▶ Exercise description: Quote the stretch of the material below from the line containing "Could you point to every instance of the framed" through the line containing "<point>132,206</point>", both ends included. Leave any picture out of your copy.

▶ Supplied records:
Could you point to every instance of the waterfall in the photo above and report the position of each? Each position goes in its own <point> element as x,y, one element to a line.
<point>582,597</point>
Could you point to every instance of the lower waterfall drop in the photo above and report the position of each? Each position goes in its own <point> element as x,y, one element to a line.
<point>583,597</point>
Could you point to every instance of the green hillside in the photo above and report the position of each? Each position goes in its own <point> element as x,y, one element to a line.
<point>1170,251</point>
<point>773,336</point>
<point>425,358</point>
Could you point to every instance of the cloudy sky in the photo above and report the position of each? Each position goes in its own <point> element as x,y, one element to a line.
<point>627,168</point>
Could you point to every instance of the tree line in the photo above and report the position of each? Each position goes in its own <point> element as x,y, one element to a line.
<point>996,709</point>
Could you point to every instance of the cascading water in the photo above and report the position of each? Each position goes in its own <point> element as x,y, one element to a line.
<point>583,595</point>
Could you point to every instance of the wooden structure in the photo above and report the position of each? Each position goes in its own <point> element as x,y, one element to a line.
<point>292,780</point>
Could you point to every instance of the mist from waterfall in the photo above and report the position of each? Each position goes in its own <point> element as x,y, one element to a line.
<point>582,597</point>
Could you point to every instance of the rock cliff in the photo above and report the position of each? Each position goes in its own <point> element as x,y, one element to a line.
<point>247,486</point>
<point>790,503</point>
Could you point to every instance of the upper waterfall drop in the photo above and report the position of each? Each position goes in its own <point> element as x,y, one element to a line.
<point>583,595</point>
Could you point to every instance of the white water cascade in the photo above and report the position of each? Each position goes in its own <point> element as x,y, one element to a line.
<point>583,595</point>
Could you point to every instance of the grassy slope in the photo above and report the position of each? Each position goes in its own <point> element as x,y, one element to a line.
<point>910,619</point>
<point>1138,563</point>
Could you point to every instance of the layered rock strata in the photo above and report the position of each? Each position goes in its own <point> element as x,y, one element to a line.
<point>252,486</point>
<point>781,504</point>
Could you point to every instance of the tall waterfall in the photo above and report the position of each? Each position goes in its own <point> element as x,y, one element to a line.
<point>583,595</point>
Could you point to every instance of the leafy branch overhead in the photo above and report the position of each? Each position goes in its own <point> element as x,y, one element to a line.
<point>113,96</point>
...
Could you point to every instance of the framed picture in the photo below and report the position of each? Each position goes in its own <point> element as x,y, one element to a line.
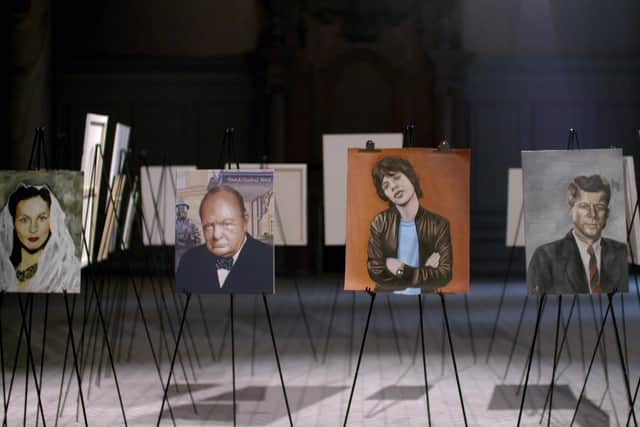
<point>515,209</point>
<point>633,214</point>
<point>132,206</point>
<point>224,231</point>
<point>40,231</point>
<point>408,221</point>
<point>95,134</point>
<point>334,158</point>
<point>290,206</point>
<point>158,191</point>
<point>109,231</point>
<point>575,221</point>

▶ Expected answer:
Could you point to every instance of the framed picture in the photo below and report the position of each? Each position goes in its own <point> element as x,y, one element to a line.
<point>515,209</point>
<point>633,214</point>
<point>132,206</point>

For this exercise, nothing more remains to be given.